● Texto fornecido:
As travessuras dos genes egoistas

Durante uma espera de 6h no aeroporto do Rio, que me levou direto para a livraria mais próxima (e depois pra pizzaria mais próxima e pro chopp mais caro do Rio), o título do novo livro do Mário Vargas Llosa me chamou atenção: “As travessuras da menina má”. O livro foi devorado em 3 dias.

Mas o que isso tem a ver com a biologia? O egoísmo da “menina má” e o altruísmo do bom menino, talvez pelo seu desmedimento, me levaram a pensar nessas duas características como estratégias de vida. Não, eu não sou o primeiro a pensar nisso. Existe todo um ramo da biologia chamado sociobiologia que fala muitíssimo a esse respeito. Nem sempre com muita propriedade, é verdade, mas fala (não sei se é exatamente uma falta de propriedade. Talvez apenas uma forçação de barra. Quando tentamos encontrar uma explicação para uma fato que já aconteceu, é sempre fácil encontrar uma que seja plausível). E a sociobiologia exagera.

A cooperação entre indivíduos da mesma espécie tem sido tema muito controverso. Veja as abelhas e as formigas. Parece que existe muita cooperação entre elas. Mas olhando por outro ângulo, o que existe é escravidão. E você pode pensar que a rainha é uma felizarda que come geléia real. Mas quem come geléia real mesmo são as larvas das abelhas, e a rainha é uma pobre coitada cuja única função no universo é colocar ovos. Um depois do outro! Até morrer.

Eu teria de ler novamente o “Gene egoísta” pra poder ir a fundo no tema com vocês, mas vamos tentar simplificar: O Richard Dawkins desenvolveu essa teoria de que nós somos maquinas, robôs desengonçados, controladas pelos nossos genes. E o único objetivo deles fazer maquinas cada vez melhores para desempenhas a sua função primordial: passar os genes adiante. Na verdade, essa não seria a função primordial e sim a única função! Comer, pensar, sentir… todo o resto serve apenas para gente poder passar os genes adiante. E tudo que entre no caminha desse objetivo primordial, deve ser relevado a segundo plano. Por isso, o egoísmo é a estratégia mais importante para o indivíduo. Somos egoístas por natureza, mas também por causa dos nossos genes. Então como explicar a cooperação entre os indivíduos? Como explicar o altruísmo?

A questão é que nós temos genes em comum com outros indivíduos da nossa espécie. Condividimos 50% dos nossos genes com nossos pais e irmãos, 25% com nossos primos e assim por diante. Se continuássemos na verdade chegaríamos a razões ínfimas de compartilhamento de genes (com um primo de 8º grau chegaria a 1/250), mas alguns estudos mostram que temos pelo menos 1/8 dos nossos genes semelhantes aos de qualquer outra pessoa na rua. É justamente essa semelhança que faz com que os nosso genes, “egoístas” por natureza, nos permitam esses comportamentos altruístas.

Quais comportamentos? Os pássaros que quando encontram um predador ao invés de se esconderem e salvar a própria vida, gritam, chamando atenção para si, mas salvando as vidas dos outros indivíduos do bando, por exemplo. Mas todos vocês devem ter um monte de outros exemplos de atos de altruísmo, até de heroísmo.

● Entradas do conjunto de dados:
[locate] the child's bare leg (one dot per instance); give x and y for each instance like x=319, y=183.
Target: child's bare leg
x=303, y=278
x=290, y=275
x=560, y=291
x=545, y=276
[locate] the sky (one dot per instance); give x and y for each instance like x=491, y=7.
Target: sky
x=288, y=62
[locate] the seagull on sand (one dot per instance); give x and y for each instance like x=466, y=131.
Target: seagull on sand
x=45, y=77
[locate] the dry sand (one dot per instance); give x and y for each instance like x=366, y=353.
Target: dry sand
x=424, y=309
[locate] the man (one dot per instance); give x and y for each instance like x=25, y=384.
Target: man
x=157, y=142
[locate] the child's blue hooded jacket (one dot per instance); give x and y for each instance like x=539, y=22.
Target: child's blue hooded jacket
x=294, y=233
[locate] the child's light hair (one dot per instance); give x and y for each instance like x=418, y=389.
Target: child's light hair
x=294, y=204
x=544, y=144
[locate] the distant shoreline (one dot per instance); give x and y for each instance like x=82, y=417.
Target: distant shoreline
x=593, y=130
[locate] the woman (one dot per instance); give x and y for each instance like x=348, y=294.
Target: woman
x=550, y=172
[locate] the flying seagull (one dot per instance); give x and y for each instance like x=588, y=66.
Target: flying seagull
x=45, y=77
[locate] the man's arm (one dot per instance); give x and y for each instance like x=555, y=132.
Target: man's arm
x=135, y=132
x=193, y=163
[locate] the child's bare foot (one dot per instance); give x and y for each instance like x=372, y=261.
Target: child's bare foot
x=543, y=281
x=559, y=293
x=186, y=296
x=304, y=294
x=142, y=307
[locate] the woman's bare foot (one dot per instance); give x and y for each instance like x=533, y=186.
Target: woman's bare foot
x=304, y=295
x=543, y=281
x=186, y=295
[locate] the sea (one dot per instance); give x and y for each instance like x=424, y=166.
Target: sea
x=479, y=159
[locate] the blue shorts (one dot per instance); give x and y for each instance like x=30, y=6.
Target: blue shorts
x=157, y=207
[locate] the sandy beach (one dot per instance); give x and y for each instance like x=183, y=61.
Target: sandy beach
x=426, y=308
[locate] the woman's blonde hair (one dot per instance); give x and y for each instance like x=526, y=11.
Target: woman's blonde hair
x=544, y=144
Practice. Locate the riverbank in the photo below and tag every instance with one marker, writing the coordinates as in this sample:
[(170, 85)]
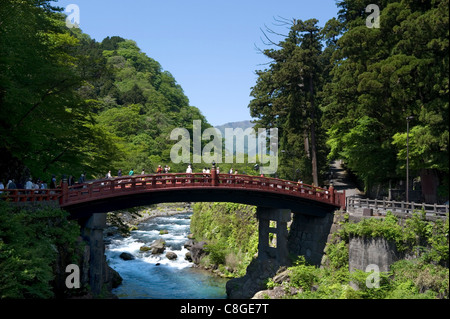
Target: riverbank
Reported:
[(123, 222), (160, 275)]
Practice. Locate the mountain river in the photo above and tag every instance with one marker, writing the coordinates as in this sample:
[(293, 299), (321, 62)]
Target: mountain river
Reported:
[(155, 276)]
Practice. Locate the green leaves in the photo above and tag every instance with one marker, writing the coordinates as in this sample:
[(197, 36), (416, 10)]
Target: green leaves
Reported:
[(384, 75)]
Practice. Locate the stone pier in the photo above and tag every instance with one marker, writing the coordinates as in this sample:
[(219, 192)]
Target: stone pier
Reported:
[(273, 221), (92, 232)]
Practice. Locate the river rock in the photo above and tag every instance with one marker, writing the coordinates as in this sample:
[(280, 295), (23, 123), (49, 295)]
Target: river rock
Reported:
[(144, 248), (126, 256), (158, 246), (188, 244), (171, 255)]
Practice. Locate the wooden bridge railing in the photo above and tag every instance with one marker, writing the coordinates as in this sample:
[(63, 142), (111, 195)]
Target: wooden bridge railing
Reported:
[(31, 195), (398, 207), (133, 184)]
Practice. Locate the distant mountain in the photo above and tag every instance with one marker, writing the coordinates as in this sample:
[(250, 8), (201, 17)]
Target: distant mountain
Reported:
[(233, 125), (242, 124)]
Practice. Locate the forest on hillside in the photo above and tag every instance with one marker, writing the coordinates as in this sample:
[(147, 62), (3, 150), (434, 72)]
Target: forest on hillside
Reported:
[(70, 104), (345, 91)]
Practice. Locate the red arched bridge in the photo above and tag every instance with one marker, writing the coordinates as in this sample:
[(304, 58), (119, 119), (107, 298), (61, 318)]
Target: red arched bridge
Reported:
[(140, 190)]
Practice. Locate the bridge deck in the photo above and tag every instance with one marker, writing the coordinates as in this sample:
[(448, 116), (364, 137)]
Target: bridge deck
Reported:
[(133, 185)]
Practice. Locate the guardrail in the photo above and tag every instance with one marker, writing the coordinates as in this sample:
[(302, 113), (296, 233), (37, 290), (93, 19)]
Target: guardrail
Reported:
[(131, 184), (398, 207), (138, 183), (30, 195)]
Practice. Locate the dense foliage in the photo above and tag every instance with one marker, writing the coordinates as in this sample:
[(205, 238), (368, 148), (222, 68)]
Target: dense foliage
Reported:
[(359, 85), (231, 231), (69, 104), (30, 241), (424, 277)]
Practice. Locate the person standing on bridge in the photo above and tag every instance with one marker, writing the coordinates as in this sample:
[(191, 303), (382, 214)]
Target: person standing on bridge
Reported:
[(53, 182), (11, 184)]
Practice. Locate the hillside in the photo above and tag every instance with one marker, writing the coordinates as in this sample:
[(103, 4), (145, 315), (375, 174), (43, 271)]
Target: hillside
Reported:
[(234, 125)]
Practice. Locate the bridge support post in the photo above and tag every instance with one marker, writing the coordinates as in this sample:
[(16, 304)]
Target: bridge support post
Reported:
[(92, 232), (269, 248)]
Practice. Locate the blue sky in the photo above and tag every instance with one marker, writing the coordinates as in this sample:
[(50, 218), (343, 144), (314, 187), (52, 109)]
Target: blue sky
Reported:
[(208, 46)]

● Tarefas:
1. Segundo o texto sobre os genes egoístas, que porcentagem dos nossos genes compartilhamos com nossos primos?
2. Reproduza fielmente o trecho do texto sobre os genes egoístas, começando nas palavras "Mas o que isso" e parando logo após as palavras "a sociobiologia exagera.".

● Respostas:
1. 25%.

2.
Mas o que isso tem a ver com a biologia? O egoísmo da “menina má” e o altruísmo do bom menino, talvez pelo seu desmedimento, me levaram a pensar nessas duas características como estratégias de vida. Não, eu não sou o primeiro a pensar nisso. Existe todo um ramo da biologia chamado sociobiologia que fala muitíssimo a esse respeito. Nem sempre com muita propriedade, é verdade, mas fala (não sei se é exatamente uma falta de propriedade. Talvez apenas uma forçação de barra. Quando tentamos encontrar uma explicação para uma fato que já aconteceu, é sempre fácil encontrar uma que seja plausível). E a sociobiologia exagera.